◆ Extrait du texte ◆
Dès lors, ceux-ci auraient tout à gagner à l’existence de normes internationales communes visant à réguler strictement le commerce des armes, normes qu’il reviendrait surtout aux pays exportateurs à appliquer et mettre en œuvre. Cette vision des choses a souvent été avancée par des représentants gouvernementaux ou non, africains ou non, pour expliquer la position volontariste et relativement progressiste des États d’Afrique subsaharienne durant les négociations pour l’adoption du Traité international sur le commerce des armes (TCA).
l’Afrique subsaharienne continuerait d’être une place mineure du commerce international d’armements et cette marginalisation tendrait à perdurer.
Ces gouvernements ont en effet joué un rôle notable afin que le traité dispose d’un champ d’application le plus large possible, intègre des éléments spécifiques liés aux conséquences néfastes du commerce international des armes ou encore contienne des dispositions claires relatives à la transparence. Cette Note d’analyse entend démonter cette idée reçue ou, en tout cas, la nuancer.

Lignes de données

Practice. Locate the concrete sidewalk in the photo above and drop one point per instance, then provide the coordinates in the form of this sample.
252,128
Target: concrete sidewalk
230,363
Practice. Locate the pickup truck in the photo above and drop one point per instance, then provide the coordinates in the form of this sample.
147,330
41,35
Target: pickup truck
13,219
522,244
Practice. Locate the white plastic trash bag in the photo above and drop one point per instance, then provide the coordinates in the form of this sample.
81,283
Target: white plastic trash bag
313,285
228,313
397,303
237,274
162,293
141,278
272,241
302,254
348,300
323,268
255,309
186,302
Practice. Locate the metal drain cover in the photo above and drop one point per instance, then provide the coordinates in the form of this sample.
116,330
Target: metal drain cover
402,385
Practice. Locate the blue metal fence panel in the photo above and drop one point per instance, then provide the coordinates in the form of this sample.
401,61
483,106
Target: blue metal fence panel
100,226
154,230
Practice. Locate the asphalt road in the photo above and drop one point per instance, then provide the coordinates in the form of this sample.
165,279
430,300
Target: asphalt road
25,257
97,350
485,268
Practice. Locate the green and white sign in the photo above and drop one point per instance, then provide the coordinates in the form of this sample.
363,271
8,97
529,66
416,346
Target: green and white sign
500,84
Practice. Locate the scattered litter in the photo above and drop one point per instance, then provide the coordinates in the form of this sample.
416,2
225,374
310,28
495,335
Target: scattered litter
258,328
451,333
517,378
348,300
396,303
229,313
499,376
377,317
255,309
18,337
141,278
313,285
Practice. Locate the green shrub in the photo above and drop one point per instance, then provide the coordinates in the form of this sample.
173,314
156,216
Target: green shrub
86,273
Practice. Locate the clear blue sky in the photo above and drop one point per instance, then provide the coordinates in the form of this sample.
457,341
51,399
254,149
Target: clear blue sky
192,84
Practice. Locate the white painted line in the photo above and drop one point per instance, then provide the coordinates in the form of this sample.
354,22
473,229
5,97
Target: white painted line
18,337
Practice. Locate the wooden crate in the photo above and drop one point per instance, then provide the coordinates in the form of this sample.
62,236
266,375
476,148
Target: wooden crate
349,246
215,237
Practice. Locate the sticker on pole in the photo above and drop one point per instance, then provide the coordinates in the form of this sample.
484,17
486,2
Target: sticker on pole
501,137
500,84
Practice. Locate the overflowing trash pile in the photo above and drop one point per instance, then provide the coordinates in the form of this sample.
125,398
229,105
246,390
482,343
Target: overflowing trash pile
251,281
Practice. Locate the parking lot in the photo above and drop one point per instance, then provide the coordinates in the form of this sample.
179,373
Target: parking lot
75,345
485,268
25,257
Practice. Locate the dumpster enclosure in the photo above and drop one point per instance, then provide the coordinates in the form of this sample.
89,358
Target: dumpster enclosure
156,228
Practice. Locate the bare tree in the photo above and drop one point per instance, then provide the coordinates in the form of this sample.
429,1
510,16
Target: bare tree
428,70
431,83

◆ Énoncé ◆
(a) D'après l'extrait sur le commerce des armes, à quels pays reviendrait-il surtout d'appliquer et de mettre en œuvre les normes internationales communes ?
(b) Quelle place l'Afrique subsaharienne continuerait-elle d'occuper dans le commerce international d'armements ?
(c) Que se propose de faire la Note d'analyse à l'égard de l'idée reçue qu'elle évoque ?

◆ Réponse ◆
(a) Aux pays exportateurs.
(b) Une place mineure.
(c) La démonter ou, en tout cas, la nuancer.